*STATED TASK 1*
Answer these questions about the forum thread on award travel, one per line:
(a) According to LisaRex, what was the minimum number of SkyMiles Delta wanted for a coach ticket to Maui?
(b) Which two airlines does Carolinian say will match the status of elite members from Delta or Northwest?
(c) According to Jimster, under what condition do UA and several other airlines allow changes to an award ticket without a charge?

═════ SOURCE DOCUMENT ═════

Is it true that those Citi-bank promos exclude Hawaii travel?  There is an asterisk that indicates contiguous states only or something like that.


----------



## Jimster (Mar 4, 2009)

*award travel*

Actually, UA and several other airlines do allow changes to an award ticket without a charge as long as the routing is the same.


----------



## LisaRex (Mar 9, 2009)

FYI I was just pricing out Maui for the fall and Delta wanted a minimum or 70,000 SkyMiles for a coach ticket and up to 145,000 SkyMiles for a first class ticket. 

2 years ago it was 35,000 miles for coach and 70,000 miles for first class, and you could earn double miles on lots of things using your Delta AMEX. How times have changed.


----------



## Carolinian (Mar 9, 2009)

LisaRex said:


> FYI I was just pricing out Maui for the fall and Delta wanted a minimum or 70,000 SkyMiles for a coach ticket and up to 145,000 SkyMiles for a first class ticket.
> 
> 2 years ago it was 35,000 miles for coach and 70,000 miles for first class, and you could earn double miles on lots of things using your Delta AMEX. How times have changed.



Delta's three tier award chart has really hosed customers, and now they have visited it upon NW, which they are assimilating (think Borg from Star Trek).  

Fortunately, if you are elite with Delta or Northwest, both United and Continental will do a status match and give you the same status you had with Delta or Northwest. I did a status match late last year from Northwest to Continental.  There are some reports of American even doing some status matches from DL or NW, although they usually do challenges instead of matches.


----------



## Aussiedog (Mar 13, 2009)

═════

*STATED TASK 2*
Reproduce word for word everything in the entries from the line containing "If you could segment every instance of the port" down through the end of the entries, and leave the pictures out of your answer.

═════ INPUT MATERIAL ═════

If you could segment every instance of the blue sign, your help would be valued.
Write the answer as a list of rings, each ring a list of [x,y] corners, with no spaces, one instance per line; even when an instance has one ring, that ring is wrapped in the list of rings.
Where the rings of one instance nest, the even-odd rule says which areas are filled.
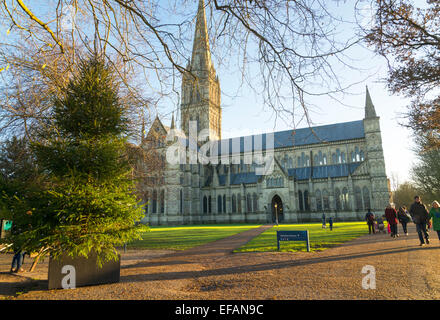
[[[277,231],[277,246],[280,251],[280,241],[305,241],[307,252],[310,252],[309,231]]]

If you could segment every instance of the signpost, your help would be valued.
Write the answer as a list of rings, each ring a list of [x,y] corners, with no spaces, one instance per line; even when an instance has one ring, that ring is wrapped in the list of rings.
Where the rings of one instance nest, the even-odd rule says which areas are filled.
[[[0,238],[4,238],[9,232],[11,232],[12,221],[0,219]]]
[[[310,252],[309,231],[277,231],[277,246],[280,251],[280,241],[305,241],[307,252]]]

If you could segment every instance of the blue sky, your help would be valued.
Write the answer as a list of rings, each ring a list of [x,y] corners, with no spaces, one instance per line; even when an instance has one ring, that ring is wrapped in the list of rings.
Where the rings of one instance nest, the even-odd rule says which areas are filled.
[[[346,20],[354,20],[353,2],[336,1],[329,5],[332,12],[337,12]],[[368,7],[366,7],[368,9]],[[196,11],[196,4],[194,5]],[[194,12],[195,12],[194,11]],[[363,23],[368,23],[368,10]],[[353,29],[350,24],[341,30],[343,37],[350,37]],[[213,50],[215,50],[213,48]],[[314,107],[311,108],[311,119],[314,125],[331,124],[360,120],[364,117],[365,86],[368,85],[376,113],[380,117],[382,129],[382,146],[384,150],[387,175],[397,177],[402,183],[410,178],[410,168],[415,161],[412,151],[413,141],[411,131],[399,125],[406,112],[409,99],[391,95],[386,87],[387,62],[385,58],[377,56],[372,48],[357,46],[346,53],[359,70],[340,68],[340,80],[347,84],[358,83],[351,87],[344,95],[337,98],[329,96],[314,98]],[[220,79],[222,90],[222,138],[243,136],[248,134],[280,131],[292,129],[292,123],[277,119],[267,106],[264,106],[262,97],[255,95],[248,87],[240,86],[240,81],[234,67],[222,66],[213,56],[214,66]],[[172,108],[172,107],[171,107]],[[168,120],[165,120],[165,124]],[[297,128],[306,127],[307,123],[297,123]]]
[[[175,2],[175,0],[164,0],[163,2],[161,0],[160,5],[166,9],[169,3]],[[335,0],[326,1],[326,4],[328,4],[329,10],[332,13],[342,17],[344,20],[353,22],[354,2]],[[368,1],[361,1],[360,7],[368,8],[365,7],[364,2]],[[32,3],[37,13],[51,10],[49,7],[42,6],[43,3],[45,2]],[[184,3],[184,8],[182,9],[186,16],[184,18],[191,17],[192,15],[195,17],[197,3],[198,0]],[[365,18],[362,22],[368,23],[370,17],[368,10],[365,10]],[[175,18],[172,16],[164,17],[164,21],[168,22],[173,19]],[[353,35],[353,30],[355,30],[354,24],[347,23],[338,32],[342,38],[348,38]],[[188,38],[192,39],[193,34],[194,30],[190,30]],[[189,43],[188,48],[191,47],[192,43]],[[215,46],[212,45],[212,47],[214,51]],[[395,175],[398,177],[399,182],[403,182],[409,179],[409,171],[412,163],[415,161],[415,154],[411,151],[413,147],[411,131],[398,124],[398,122],[402,121],[401,117],[406,111],[409,100],[393,96],[388,92],[384,80],[387,75],[386,60],[375,55],[371,48],[357,46],[347,51],[346,54],[358,70],[344,69],[336,64],[334,68],[340,78],[339,80],[345,84],[358,84],[352,86],[344,95],[339,95],[337,97],[339,101],[329,96],[321,96],[309,100],[314,105],[310,109],[311,120],[314,125],[323,125],[362,119],[364,116],[365,86],[368,85],[376,107],[376,113],[380,117],[387,174],[389,177]],[[277,119],[273,111],[264,105],[262,97],[256,95],[249,87],[243,86],[241,89],[237,89],[240,87],[240,77],[235,66],[221,64],[220,61],[216,60],[215,55],[213,55],[213,61],[222,90],[223,138],[293,128],[292,121],[289,121],[289,119],[287,121]],[[254,73],[258,74],[258,68],[254,69]],[[180,83],[177,84],[177,88],[180,88]],[[159,103],[159,113],[165,125],[169,125],[171,112],[175,111],[177,106],[177,100],[164,99]],[[298,122],[298,119],[299,117],[295,119],[297,128],[307,126],[304,121]]]

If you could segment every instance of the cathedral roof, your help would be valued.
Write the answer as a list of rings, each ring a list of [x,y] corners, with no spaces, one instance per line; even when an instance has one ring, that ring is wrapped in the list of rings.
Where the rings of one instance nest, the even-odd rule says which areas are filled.
[[[335,123],[330,125],[316,126],[311,128],[301,128],[296,130],[277,131],[274,135],[274,147],[286,148],[294,146],[305,146],[325,142],[336,142],[352,139],[361,139],[365,137],[363,120]],[[222,145],[229,143],[229,153],[233,150],[233,146],[240,152],[250,152],[254,150],[266,150],[266,138],[268,134],[262,134],[261,148],[257,147],[260,135],[252,135],[246,137],[237,137],[223,139],[214,143],[218,144],[218,153],[221,154]],[[251,141],[246,144],[245,141]],[[235,150],[234,150],[235,151]]]
[[[304,167],[288,169],[289,177],[293,177],[295,180],[308,180],[308,179],[326,179],[326,178],[339,178],[347,177],[360,166],[361,162],[355,163],[341,163],[332,164],[326,166],[317,167]],[[261,175],[257,175],[255,172],[241,172],[230,173],[231,185],[237,184],[250,184],[257,183]],[[207,186],[211,184],[211,180],[208,179]],[[219,175],[219,184],[224,186],[226,184],[226,175]]]

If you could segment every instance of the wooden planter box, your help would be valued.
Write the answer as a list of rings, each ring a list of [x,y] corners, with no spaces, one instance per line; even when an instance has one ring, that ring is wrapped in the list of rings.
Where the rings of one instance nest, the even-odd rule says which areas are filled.
[[[73,273],[72,270],[74,271]],[[117,261],[111,260],[103,263],[101,268],[96,264],[96,254],[89,254],[87,259],[83,257],[71,258],[69,256],[61,256],[55,260],[50,257],[48,272],[49,290],[64,289],[65,277],[74,278],[75,287],[119,282],[120,271],[120,256],[118,256]]]

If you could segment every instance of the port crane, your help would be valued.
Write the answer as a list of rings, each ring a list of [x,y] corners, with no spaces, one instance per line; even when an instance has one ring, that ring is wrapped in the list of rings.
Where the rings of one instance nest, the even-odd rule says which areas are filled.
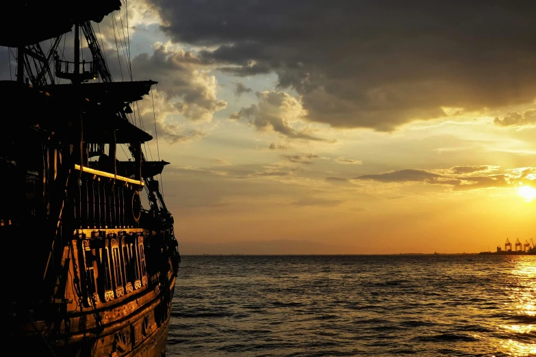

═════

*ANSWER 1*
(a) 70,000 SkyMiles
(b) United and Continental
(c) As long as the routing is the same

*ANSWER 2*
If you could segment every instance of the port crane, your help would be valued.
Write the answer as a list of rings, each ring a list of [x,y] corners, with no spaces, one instance per line; even when an instance has one ring, that ring is wrapped in the list of rings.
Where the rings of one instance nest, the even-odd rule says which areas are filled.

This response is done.